**Petunjuk Latihan**
**a.** Menurut teks tentang pencalonan presiden dari non-partai politik di bawah ini, mengapa LaNyalla menilai gagasan tersebut konstitusional? Jawab dalam satu sampai tiga kalimat.
**b.** Tulis ulang bagian teks tentang pencalonan presiden dari non-partai politik di antara "Sebelum Amandemen, LaNyalla" dan "sama dalam pemerintahan.", termasuk keduanya, dengan mengganti "Utusan Daerah" menjadi "Wakil Daerah".

Jakarta (SIB)
Ketua DPD RI, AA LaNyalla Mahmud Mattalitti menyoroti gagasan pencalonan presiden dari non-partai politik. Menurutnya, gagasan ini konstitusional karena telah diberi ruang oleh Undang-Undang Dasar.
Sebelum Amandemen, LaNyalla menjelaskan naskah asli UUD 1945 telah memberi ruang kepada Utusan Daerah dan Utusan Golongan untuk mengajukan pasangan calon presiden dan calon wakil presiden di dalam MPR. Usai Amandemen, meskipun pengusung merupakan parpol dan atau gabungan parpol, namun hakikat dari hak dasar warga negara masih diakui oleh konstitusi.
Senator asal Jawa Timur ini pun menyampaikan hak mencalonkan dan dicalonkan sebagai pemimpin tertuang dalam Pasal 27 Ayat (1) UUD 1945, Pasal 28D Ayat (1) UUD 1945 dan Pasal 28D Ayat (3). Adapun pasal ini menjelaskan setiap warga negara berhak memperoleh kesempatan yang sama dalam pemerintahan.
"Oleh karena itu DPD RI akan terus menggelorakan rencana Amandemen perubahan ke-5 untuk mengoreksi sistem tata negara dan arah perjalanan bangsa ini," kata LaNyalla dalam keterangan tertulis, Sabtu (30/10).
Hal ini disampaikan saat memberi sambutan secara virtual di Rapat Pimpinan Terbatas Dewan Pimpinan Nasional Lembaga Anti Korupsi Republik Indonesia (LAKRI) dan Laskar Siliwangi Indonesia (LSI) di Bandung, Sabtu (30/10).

**Data Tersedia**
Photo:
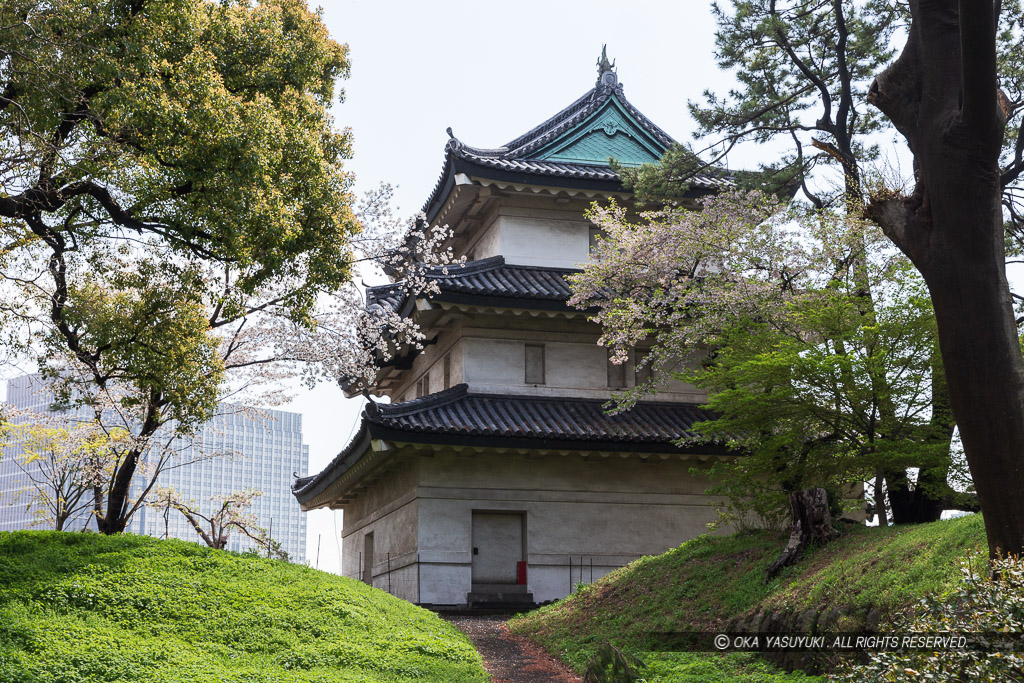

**Hasil Latihan**
**a.** LaNyalla menilai gagasan pencalonan presiden dari non-partai politik konstitusional karena gagasan itu telah diberi ruang oleh Undang-Undang Dasar.

**b.**
Sebelum Amandemen, LaNyalla menjelaskan naskah asli UUD 1945 telah memberi ruang kepada Wakil Daerah dan Utusan Golongan untuk mengajukan pasangan calon presiden dan calon wakil presiden di dalam MPR. Usai Amandemen, meskipun pengusung merupakan parpol dan atau gabungan parpol, namun hakikat dari hak dasar warga negara masih diakui oleh konstitusi.
Senator asal Jawa Timur ini pun menyampaikan hak mencalonkan dan dicalonkan sebagai pemimpin tertuang dalam Pasal 27 Ayat (1) UUD 1945, Pasal 28D Ayat (1) UUD 1945 dan Pasal 28D Ayat (3). Adapun pasal ini menjelaskan setiap warga negara berhak memperoleh kesempatan yang sama dalam pemerintahan.